===== Record list
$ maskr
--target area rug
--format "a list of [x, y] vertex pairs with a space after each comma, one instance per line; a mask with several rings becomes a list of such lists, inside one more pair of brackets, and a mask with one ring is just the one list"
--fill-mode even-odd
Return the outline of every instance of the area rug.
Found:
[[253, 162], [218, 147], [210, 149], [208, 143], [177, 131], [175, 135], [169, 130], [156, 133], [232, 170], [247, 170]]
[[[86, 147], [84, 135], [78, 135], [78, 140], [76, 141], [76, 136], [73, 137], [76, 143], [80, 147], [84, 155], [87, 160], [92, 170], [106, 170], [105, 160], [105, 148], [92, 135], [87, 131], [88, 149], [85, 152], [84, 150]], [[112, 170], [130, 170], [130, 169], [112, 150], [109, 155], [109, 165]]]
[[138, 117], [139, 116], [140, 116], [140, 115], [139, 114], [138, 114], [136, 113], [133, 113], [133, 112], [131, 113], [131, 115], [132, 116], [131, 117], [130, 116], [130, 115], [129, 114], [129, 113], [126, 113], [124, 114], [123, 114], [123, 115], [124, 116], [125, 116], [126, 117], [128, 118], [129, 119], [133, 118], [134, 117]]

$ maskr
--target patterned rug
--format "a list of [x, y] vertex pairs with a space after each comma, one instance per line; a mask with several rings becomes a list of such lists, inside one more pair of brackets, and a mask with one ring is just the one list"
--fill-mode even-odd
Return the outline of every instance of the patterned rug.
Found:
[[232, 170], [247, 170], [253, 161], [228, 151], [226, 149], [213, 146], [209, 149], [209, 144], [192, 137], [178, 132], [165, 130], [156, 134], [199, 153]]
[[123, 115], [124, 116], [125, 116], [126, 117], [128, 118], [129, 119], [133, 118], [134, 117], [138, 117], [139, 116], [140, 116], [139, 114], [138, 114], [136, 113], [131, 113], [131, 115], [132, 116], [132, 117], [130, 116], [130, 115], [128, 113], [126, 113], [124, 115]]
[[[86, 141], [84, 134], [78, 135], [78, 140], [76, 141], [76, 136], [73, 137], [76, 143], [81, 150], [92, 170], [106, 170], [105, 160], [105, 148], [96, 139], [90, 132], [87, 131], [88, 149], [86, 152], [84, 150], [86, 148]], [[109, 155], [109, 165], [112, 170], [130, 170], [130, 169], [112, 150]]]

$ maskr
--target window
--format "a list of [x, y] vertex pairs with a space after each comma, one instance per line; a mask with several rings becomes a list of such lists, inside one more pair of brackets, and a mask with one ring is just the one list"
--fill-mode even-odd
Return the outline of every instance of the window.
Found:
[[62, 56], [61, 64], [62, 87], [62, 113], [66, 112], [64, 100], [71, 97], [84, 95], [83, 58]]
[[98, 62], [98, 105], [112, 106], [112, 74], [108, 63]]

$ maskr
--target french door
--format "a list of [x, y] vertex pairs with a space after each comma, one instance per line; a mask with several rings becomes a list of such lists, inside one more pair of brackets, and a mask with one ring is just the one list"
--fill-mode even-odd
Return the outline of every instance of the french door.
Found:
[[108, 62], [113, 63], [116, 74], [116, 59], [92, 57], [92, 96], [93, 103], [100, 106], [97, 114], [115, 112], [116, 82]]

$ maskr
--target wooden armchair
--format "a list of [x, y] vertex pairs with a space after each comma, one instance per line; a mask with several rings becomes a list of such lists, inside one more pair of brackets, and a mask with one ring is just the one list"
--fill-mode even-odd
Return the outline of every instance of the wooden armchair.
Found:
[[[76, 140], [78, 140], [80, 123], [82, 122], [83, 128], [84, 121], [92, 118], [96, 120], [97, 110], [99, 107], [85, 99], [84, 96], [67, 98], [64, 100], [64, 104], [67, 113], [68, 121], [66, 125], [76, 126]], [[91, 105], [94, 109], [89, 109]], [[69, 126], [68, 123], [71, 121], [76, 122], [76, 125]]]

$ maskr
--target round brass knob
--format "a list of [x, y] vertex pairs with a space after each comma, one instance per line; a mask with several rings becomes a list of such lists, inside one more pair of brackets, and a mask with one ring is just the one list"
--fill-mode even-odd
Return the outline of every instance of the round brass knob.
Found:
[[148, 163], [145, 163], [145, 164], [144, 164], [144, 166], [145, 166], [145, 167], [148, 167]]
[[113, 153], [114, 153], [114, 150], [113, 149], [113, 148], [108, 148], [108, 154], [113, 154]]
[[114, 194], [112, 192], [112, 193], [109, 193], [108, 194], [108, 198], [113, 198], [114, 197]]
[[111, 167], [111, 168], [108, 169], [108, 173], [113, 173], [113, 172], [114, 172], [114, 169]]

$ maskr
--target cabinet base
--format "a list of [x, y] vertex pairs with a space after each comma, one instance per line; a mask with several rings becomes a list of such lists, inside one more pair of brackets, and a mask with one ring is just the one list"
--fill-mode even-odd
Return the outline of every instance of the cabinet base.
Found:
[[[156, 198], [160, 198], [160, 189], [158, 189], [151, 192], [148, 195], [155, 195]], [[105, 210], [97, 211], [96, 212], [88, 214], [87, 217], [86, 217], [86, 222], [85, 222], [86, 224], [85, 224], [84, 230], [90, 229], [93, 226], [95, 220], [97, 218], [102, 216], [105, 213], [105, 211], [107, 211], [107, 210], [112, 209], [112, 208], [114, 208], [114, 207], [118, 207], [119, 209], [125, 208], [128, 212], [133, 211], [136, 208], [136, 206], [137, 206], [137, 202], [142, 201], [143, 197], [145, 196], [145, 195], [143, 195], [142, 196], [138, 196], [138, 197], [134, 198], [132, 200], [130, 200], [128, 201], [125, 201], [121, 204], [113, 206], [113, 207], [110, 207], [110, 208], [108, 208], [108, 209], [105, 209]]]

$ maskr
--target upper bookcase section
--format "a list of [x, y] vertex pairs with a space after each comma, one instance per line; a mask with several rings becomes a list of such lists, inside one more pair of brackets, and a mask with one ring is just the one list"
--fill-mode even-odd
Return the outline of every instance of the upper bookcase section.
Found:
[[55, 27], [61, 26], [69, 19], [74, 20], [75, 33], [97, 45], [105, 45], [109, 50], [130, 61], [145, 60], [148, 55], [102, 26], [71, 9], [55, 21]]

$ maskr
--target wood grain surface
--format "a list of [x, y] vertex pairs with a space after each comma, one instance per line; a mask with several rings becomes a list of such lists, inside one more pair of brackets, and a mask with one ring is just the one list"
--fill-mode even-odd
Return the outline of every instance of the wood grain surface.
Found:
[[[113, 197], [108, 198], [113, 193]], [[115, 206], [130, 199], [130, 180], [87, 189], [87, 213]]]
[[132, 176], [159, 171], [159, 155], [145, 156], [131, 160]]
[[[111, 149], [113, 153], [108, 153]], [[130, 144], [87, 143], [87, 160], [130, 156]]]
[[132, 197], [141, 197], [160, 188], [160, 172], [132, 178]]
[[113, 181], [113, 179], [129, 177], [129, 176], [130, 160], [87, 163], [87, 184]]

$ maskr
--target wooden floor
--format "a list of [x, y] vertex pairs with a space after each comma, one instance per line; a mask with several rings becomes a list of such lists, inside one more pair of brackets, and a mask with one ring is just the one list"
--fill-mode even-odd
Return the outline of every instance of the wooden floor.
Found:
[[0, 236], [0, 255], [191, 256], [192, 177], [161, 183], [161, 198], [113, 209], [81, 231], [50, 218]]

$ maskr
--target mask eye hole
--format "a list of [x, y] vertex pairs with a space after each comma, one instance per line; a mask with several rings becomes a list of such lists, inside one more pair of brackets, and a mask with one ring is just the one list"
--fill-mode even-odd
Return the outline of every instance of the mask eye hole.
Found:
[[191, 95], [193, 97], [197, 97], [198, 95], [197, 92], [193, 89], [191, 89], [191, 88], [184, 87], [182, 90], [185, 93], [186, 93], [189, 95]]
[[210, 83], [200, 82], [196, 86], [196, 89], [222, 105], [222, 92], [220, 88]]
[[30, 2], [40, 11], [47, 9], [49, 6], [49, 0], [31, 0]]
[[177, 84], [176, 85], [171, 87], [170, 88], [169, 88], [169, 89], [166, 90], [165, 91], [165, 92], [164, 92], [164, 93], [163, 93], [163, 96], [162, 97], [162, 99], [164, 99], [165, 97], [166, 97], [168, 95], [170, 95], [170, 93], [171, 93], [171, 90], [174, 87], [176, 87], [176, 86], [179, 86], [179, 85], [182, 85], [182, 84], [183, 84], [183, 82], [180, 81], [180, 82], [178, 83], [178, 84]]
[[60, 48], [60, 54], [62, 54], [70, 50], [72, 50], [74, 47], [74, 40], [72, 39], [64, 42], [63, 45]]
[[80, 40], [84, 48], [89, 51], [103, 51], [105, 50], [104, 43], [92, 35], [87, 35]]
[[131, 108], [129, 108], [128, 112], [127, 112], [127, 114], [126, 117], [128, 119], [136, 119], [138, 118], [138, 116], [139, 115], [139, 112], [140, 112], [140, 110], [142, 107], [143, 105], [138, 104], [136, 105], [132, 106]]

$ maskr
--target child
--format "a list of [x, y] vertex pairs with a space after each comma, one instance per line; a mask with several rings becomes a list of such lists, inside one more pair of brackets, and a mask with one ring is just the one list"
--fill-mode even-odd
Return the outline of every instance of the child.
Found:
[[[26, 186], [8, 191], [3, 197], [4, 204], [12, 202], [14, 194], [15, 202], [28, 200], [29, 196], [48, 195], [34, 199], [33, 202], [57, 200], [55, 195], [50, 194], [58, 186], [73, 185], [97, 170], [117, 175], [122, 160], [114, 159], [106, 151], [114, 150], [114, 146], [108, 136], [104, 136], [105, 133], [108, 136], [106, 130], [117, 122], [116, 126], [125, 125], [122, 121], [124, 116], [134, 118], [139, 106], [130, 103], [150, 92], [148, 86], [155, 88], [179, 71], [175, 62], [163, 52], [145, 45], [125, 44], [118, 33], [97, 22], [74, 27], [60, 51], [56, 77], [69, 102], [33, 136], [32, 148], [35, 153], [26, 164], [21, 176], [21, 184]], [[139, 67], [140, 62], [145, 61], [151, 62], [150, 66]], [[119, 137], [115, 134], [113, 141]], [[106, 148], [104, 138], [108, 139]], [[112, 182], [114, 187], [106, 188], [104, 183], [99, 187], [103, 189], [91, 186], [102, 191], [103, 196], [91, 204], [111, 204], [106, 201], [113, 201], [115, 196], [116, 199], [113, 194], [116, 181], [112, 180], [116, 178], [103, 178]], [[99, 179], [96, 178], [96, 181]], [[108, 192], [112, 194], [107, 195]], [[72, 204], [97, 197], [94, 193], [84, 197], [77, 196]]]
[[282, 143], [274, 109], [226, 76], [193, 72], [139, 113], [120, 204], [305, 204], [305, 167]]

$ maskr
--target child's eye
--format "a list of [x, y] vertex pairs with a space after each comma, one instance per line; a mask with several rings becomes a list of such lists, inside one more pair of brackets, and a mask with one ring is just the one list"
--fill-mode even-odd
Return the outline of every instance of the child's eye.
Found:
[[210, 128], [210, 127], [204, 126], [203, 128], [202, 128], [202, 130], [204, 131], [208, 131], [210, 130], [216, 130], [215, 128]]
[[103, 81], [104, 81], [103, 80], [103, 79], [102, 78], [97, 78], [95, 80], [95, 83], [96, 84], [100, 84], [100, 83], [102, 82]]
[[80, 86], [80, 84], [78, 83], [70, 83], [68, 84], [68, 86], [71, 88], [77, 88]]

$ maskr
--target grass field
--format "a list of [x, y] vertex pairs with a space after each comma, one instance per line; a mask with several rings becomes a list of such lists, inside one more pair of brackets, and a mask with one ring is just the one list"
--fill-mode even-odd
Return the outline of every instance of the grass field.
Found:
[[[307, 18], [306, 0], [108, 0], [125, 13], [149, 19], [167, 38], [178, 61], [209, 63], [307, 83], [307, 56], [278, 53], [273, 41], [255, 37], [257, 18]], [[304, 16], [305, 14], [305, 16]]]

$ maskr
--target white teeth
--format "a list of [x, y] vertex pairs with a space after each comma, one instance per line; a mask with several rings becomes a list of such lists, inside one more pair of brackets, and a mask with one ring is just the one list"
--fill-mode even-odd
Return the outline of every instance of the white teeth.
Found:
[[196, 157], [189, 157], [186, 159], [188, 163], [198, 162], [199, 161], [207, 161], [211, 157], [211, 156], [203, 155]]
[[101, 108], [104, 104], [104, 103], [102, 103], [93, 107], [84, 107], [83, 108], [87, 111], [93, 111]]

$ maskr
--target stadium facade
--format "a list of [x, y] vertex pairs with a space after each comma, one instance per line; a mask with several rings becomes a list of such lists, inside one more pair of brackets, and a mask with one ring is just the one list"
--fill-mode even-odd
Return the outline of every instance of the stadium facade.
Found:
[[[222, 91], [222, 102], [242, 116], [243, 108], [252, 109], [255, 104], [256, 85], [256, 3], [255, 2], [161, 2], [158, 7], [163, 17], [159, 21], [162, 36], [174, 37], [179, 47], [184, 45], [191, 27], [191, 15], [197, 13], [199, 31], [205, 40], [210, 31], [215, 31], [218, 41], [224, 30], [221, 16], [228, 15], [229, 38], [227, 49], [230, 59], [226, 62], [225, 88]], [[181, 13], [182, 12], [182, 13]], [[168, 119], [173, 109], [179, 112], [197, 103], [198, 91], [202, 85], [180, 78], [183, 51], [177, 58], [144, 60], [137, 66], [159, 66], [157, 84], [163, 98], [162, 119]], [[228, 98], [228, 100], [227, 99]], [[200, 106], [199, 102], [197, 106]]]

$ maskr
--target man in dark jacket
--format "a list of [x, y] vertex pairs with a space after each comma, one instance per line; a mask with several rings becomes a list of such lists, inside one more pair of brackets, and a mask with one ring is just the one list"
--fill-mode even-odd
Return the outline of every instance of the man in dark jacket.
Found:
==========
Can you rewrite the lines from the start of the listing through the one containing "155], [109, 165]]]" as a numbered list, with both of those lines included and any blank lines omitted?

1. $ maskr
2. --target area rug
3. --format "a list of [x, y] vertex pairs with a space after each comma, one instance per line; a mask with several rings becomes a list of such lists, inside one more pair of brackets, and a mask with one ring is just the one list"
4. --fill-mode even-odd
5. Return the outline of every instance of the area rug.
6. Found:
7. [[253, 162], [218, 147], [210, 149], [208, 143], [177, 131], [175, 135], [169, 130], [156, 133], [232, 170], [247, 170]]
8. [[[86, 147], [84, 135], [78, 135], [78, 140], [76, 141], [76, 136], [73, 137], [76, 143], [80, 147], [84, 155], [87, 160], [92, 170], [106, 170], [105, 160], [105, 148], [92, 135], [87, 131], [88, 149], [85, 152], [84, 150]], [[112, 170], [130, 170], [130, 169], [112, 150], [109, 155], [109, 165]]]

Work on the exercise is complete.